» **Goal of the exercise**
Reproduce the data below word for word, starting with the line that contains "drawer with a marker in this photo?" and continuing through the final line of the data.

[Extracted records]
# # # #
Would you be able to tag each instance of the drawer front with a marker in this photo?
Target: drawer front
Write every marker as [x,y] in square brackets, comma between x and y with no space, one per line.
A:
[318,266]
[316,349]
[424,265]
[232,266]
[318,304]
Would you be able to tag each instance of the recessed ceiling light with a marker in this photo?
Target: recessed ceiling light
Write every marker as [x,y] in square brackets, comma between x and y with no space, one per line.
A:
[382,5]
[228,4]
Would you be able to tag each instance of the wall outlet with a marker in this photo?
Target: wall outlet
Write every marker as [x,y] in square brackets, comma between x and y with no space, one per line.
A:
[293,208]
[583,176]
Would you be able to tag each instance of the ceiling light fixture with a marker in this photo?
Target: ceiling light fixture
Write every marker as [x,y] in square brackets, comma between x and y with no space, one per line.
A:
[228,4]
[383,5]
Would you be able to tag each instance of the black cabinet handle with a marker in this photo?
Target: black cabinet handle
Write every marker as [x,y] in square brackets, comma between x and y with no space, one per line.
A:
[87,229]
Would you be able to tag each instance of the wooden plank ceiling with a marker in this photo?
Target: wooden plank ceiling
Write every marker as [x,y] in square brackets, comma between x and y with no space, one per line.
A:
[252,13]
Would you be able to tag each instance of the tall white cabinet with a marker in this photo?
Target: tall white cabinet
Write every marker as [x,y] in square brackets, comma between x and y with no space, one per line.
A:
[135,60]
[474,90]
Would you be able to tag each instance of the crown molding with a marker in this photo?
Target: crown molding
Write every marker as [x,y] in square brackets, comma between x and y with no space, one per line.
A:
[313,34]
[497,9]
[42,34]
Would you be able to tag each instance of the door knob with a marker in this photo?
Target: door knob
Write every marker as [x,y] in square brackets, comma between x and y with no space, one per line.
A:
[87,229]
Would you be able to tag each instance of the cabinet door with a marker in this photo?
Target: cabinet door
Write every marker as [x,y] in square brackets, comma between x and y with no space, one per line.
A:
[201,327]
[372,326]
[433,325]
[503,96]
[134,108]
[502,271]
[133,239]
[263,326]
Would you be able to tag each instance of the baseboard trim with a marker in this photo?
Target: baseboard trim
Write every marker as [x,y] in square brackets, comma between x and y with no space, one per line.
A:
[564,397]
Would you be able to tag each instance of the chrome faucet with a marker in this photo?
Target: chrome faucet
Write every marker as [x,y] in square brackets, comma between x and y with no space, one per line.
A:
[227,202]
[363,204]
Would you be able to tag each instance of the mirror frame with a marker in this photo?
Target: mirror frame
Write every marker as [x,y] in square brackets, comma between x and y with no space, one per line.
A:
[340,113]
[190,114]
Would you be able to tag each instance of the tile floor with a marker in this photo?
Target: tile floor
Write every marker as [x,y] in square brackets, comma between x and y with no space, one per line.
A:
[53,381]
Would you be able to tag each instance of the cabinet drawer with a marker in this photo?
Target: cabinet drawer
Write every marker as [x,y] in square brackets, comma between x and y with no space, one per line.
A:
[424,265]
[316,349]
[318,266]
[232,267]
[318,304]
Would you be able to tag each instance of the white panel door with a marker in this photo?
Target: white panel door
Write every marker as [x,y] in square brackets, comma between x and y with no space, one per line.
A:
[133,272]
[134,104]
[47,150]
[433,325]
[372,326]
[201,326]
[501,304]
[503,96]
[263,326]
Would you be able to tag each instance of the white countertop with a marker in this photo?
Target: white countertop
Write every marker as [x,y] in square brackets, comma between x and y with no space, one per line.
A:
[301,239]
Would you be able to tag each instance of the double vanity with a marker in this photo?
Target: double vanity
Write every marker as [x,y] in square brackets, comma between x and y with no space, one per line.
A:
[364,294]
# # # #
» **Reply to the task**
Would you be able to tag each instance of the cabinet drawer with a marker in this photo?
Target: cabinet drawer
Write every marker as [x,y] in square brackets, comma between x and y with no space, one per line.
A:
[424,265]
[316,349]
[318,266]
[232,267]
[318,304]
Would you be able to tag each instance of the white panel door with a marker in this photo?
Target: white panel door
Write every marker as [x,y] in square brackets, comma between x and y with no space, one per line.
A:
[133,272]
[134,104]
[47,150]
[433,325]
[372,326]
[201,326]
[501,304]
[503,96]
[263,326]
Would you be able to tag each instance of the white countertop with a marker in this photo?
Target: white countertop
Write every marker as [x,y] in square brackets, comma between x and y with no space, one per line.
A:
[301,239]
Would you be able to tag each instance of the double vanity with a marker in this photo?
Target: double vanity
Write every marker as [x,y] in square brackets, comma between x and y with no space, one per line.
A:
[364,294]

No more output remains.